==== Excerpt provided

I’ve always had personal projects that I abandoned and story ideas which were never written. There are these stories of creators who had the same sort of trajectory: that for some urgency of disappearing youth or for the promise of the idea, they committed themselves to finish making their one thing.
Inspired by these creators’ stories, I told myself at 24 I was going to see this project through no matter what. I finished writing the story seven years later, in mid-2019. I spent the following year self-editing, teaching myself InDesign and rudimentary typography. Now I think the story is finally finished, and ready to be shared.
Skip the next paragraph if you mind slight spoilers!
The seed for this story were two ideas that came one after the other. On my bed, I imagined a story about a woman who passes away and gets reincarnated with the same genes and the same mind. Then I woke up later that same night with another idea. I got up from bed and wrote it down. The second idea was the idea of four boys who could transfer wishes to each other. After one boy has his wish granted, he gives it to the next one. This idea of wish transmission was a breakthrough for me. I’ve always had so many story ideas that were never written or left unfinished. With wishes and desires as things that can be transmitted, wishes became a story engine. Wishes was that something that can tie together any wild story idea I had. Wishes could weave together different story ideas (themes, settings, characters) into a larger narrative. So I got to work.
I feel like other people can share this sentiment that as you go deeper into the work, it reveals its true form to you. Although the story premise was initially about wish fulfilment, it has become about all those things that are passed down in time: heritage, heirlooms, traditions, sacrifice, family. It’s also about dreams, identity, duty, friendship, joy. The story is about those deep seated wishes that cannot be verbalized, but only felt. It asks me what it means to have a path in life.
With One Wish and One Wish To Give, I like to think that I’ve made my own path word by word.
And I hope that you may read this story under a warm sun; during some better time.

========
==== Provided material

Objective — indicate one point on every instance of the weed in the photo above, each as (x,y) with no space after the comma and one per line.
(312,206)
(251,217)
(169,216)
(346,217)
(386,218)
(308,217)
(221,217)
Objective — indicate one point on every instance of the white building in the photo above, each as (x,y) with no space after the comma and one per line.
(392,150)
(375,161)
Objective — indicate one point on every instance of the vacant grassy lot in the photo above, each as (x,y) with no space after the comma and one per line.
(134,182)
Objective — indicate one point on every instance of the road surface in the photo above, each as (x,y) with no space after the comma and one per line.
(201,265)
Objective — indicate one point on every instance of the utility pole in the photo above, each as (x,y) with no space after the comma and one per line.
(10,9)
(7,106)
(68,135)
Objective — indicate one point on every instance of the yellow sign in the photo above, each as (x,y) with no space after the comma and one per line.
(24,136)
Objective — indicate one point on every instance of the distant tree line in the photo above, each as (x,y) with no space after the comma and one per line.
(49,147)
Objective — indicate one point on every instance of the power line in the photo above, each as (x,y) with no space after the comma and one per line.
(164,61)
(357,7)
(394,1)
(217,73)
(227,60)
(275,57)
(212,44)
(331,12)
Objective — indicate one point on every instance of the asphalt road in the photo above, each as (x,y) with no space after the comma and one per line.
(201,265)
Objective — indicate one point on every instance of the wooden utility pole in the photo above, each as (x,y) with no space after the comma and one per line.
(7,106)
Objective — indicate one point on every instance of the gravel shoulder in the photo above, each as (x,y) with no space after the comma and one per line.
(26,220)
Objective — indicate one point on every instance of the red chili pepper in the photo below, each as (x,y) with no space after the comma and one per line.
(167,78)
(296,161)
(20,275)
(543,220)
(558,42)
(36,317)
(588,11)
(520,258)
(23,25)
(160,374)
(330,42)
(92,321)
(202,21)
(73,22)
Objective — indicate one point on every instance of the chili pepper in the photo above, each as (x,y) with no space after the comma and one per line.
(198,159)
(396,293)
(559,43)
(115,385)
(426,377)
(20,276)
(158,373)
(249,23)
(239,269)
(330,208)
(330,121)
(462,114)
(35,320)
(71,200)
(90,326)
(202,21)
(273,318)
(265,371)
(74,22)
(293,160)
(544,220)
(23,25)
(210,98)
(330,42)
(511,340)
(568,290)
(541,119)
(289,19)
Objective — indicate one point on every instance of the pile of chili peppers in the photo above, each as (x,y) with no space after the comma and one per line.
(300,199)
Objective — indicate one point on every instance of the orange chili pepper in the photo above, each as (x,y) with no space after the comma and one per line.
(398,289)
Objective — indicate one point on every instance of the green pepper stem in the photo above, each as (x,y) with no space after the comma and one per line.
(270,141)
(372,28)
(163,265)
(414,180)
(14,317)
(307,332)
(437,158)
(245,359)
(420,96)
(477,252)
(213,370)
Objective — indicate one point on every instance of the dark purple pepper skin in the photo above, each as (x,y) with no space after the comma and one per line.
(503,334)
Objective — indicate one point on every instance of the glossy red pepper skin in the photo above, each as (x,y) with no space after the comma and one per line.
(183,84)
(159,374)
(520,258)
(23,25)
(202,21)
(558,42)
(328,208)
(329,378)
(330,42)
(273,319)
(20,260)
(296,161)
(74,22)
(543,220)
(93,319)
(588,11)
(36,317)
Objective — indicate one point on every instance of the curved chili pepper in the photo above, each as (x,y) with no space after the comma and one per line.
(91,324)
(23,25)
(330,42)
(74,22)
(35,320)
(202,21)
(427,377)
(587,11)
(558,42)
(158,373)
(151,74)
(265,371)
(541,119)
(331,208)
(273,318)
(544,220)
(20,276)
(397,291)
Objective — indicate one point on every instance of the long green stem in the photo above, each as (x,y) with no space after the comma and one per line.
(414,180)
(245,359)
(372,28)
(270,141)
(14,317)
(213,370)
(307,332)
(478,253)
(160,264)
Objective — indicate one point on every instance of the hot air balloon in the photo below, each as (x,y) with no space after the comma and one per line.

========

• [Tasks to carry out]
(A) List the things passed down in time that, according to the excerpt, the story has come to be about.
(B) Reproduce word for word everything in the excerpt from "I’ve always had personal" down to "their one thing.".
(C) According to the excerpt, which software did the writer learn while self-editing the story?

• [Numbered responses]
(A) heritage, heirlooms, traditions, sacrifice, family

(B)
I’ve always had personal projects that I abandoned and story ideas which were never written. There are these stories of creators who had the same sort of trajectory: that for some urgency of disappearing youth or for the promise of the idea, they committed themselves to finish making their one thing.

(C) InDesign